◆ About this exercise ◆
Count the lines that contain the string "query" in the records beneath, and respond with the number only.

◆ Records for this task ◆
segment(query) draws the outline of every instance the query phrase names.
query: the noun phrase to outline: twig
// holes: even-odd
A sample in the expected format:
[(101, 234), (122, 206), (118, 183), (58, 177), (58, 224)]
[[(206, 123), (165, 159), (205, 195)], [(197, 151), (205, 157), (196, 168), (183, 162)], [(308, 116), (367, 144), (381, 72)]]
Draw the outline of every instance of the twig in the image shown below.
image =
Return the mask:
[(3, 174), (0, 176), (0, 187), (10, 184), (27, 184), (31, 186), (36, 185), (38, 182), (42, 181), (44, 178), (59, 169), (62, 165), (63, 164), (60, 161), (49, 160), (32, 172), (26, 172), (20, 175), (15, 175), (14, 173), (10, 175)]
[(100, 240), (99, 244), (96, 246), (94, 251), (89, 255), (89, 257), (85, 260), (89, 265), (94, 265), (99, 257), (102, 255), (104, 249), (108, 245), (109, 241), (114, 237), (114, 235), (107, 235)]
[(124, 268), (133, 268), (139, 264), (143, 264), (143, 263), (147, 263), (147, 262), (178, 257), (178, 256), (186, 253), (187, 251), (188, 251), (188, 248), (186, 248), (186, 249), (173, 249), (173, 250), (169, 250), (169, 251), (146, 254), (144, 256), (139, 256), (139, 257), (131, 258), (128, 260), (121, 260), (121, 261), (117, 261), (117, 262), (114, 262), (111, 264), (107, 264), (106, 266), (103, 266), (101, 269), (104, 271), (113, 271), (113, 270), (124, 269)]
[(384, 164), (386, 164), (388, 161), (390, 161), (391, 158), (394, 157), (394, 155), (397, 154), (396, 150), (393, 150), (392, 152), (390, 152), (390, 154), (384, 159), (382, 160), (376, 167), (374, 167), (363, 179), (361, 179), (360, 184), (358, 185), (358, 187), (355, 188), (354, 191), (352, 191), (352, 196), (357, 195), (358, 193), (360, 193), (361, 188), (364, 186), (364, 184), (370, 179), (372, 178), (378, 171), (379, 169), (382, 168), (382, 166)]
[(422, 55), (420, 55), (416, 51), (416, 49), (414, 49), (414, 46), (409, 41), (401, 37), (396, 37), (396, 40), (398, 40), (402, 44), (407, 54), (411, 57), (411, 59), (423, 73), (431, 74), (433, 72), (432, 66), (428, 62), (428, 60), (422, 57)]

◆ Your solution ◆
2